_EXERCISE AIM_:
Locate each of the lines below that contains the word "banner", and copy every such line.
######
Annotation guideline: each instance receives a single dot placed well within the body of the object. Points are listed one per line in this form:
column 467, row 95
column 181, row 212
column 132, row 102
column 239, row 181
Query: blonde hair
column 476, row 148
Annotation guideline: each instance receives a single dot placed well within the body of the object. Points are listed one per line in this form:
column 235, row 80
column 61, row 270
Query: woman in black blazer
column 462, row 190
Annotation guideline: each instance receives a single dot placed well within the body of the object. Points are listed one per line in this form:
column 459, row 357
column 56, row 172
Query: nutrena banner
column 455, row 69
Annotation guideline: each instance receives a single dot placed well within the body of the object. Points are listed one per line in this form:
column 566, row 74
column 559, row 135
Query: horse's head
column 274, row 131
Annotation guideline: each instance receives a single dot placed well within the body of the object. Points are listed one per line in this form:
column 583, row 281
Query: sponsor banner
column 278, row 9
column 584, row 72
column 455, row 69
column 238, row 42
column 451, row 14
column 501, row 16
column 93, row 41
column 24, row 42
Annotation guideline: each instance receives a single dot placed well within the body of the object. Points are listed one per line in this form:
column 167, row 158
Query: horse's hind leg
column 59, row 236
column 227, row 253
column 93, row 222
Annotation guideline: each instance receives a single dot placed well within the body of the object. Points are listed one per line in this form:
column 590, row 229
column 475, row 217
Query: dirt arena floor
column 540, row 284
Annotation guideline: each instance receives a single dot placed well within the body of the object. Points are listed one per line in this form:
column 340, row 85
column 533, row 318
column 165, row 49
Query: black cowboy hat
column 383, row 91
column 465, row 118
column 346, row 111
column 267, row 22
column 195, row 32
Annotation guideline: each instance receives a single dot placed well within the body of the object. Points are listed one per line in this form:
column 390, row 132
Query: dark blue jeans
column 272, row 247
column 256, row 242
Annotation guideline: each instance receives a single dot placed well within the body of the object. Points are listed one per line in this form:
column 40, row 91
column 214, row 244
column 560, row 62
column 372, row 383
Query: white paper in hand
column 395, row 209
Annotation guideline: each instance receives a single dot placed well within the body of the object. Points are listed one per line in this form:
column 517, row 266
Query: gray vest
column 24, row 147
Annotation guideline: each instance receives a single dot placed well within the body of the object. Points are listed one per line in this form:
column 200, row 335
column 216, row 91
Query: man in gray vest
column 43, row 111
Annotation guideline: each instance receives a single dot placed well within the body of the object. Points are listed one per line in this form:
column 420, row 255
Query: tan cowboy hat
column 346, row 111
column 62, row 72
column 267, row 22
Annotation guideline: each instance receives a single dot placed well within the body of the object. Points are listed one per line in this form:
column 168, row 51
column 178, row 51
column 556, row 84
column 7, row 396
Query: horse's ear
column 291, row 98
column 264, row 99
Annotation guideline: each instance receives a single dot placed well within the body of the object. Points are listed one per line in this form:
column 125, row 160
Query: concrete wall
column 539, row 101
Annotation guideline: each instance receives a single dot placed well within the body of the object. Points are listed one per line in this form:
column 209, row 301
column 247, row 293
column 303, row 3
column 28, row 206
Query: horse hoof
######
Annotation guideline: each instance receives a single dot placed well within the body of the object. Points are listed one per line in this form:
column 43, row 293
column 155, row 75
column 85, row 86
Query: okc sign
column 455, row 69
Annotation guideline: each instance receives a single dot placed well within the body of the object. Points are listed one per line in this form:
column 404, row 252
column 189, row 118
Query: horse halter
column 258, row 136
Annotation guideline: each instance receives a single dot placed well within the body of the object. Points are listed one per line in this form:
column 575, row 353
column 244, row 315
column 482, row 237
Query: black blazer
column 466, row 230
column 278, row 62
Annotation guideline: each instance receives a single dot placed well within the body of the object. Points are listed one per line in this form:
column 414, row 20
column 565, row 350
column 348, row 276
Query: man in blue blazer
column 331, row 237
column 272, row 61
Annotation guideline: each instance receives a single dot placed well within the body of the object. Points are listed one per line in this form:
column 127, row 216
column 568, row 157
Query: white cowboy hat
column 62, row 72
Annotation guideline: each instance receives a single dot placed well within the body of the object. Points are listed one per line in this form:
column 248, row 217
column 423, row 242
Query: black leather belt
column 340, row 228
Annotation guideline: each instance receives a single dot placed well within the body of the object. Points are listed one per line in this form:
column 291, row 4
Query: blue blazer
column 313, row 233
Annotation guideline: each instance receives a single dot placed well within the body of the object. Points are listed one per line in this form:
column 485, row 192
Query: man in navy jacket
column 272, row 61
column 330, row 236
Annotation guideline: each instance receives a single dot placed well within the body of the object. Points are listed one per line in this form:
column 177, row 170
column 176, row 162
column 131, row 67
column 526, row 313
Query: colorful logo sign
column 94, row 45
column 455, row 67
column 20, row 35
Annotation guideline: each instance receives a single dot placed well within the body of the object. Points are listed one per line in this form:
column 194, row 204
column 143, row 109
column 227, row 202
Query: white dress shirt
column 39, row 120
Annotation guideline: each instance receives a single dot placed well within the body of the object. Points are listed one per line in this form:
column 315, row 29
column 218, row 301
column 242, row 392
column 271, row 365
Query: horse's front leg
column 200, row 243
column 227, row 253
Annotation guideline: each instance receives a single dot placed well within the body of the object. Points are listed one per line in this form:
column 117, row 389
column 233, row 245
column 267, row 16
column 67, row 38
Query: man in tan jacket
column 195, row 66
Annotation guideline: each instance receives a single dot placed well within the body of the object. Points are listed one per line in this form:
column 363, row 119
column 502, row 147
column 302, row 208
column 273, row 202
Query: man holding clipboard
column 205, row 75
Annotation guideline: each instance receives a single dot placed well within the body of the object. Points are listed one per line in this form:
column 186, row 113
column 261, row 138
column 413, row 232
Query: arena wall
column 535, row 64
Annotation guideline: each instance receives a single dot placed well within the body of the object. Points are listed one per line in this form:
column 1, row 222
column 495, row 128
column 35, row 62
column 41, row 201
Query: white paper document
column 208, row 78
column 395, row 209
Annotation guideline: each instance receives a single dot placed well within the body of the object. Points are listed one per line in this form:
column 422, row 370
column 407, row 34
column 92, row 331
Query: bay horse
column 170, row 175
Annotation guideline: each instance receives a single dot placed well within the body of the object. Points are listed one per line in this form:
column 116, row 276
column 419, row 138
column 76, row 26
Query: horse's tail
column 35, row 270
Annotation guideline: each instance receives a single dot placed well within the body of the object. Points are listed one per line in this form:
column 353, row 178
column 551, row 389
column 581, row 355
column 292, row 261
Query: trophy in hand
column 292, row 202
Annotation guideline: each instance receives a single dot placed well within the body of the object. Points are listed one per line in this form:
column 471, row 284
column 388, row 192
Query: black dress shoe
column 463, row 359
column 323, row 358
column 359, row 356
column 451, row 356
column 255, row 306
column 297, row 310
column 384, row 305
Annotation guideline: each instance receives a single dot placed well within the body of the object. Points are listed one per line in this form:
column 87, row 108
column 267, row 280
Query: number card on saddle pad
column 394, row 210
######
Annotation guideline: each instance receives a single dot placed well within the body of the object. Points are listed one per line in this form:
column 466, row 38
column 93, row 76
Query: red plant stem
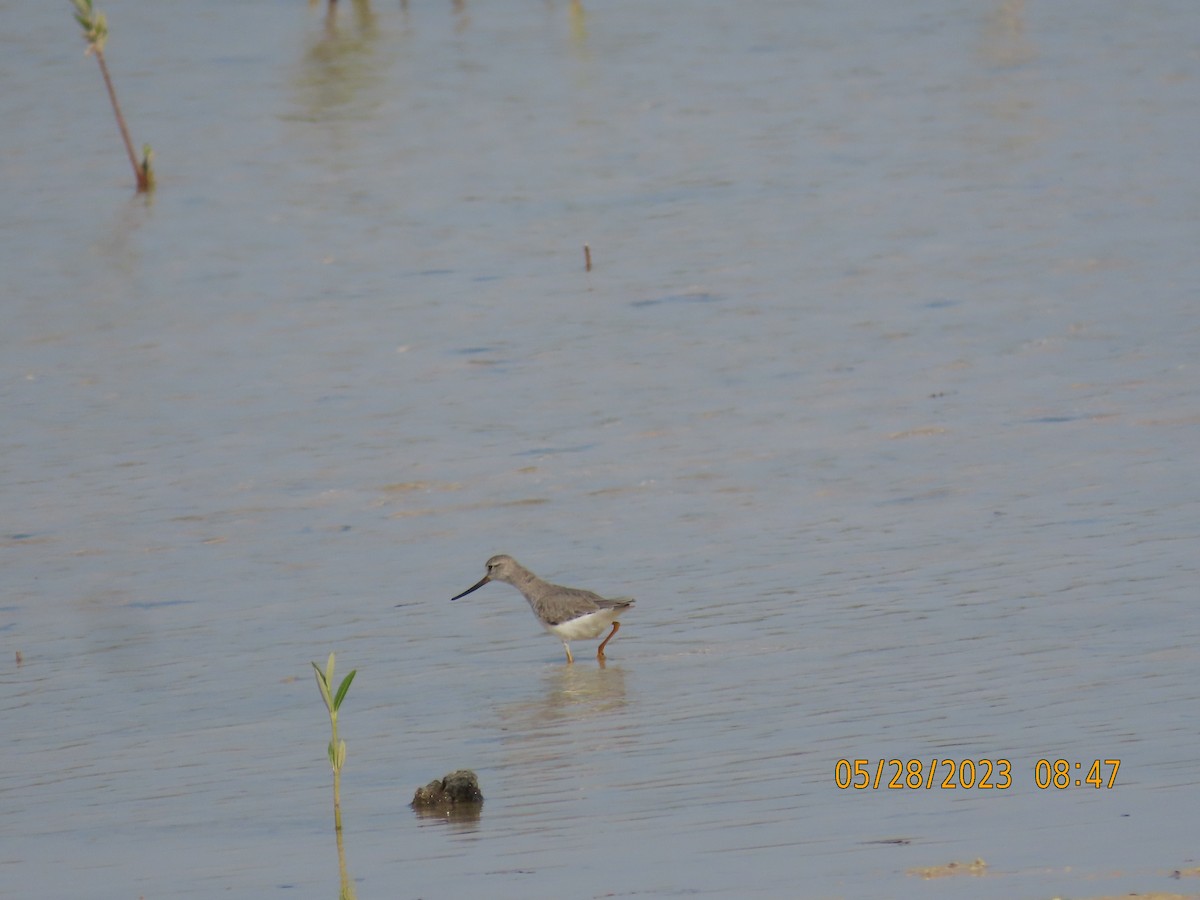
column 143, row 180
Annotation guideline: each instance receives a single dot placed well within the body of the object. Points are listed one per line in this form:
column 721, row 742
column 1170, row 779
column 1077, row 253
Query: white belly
######
_COMPLETE OUTPUT_:
Query: nutrena banner
Query: sponsor banner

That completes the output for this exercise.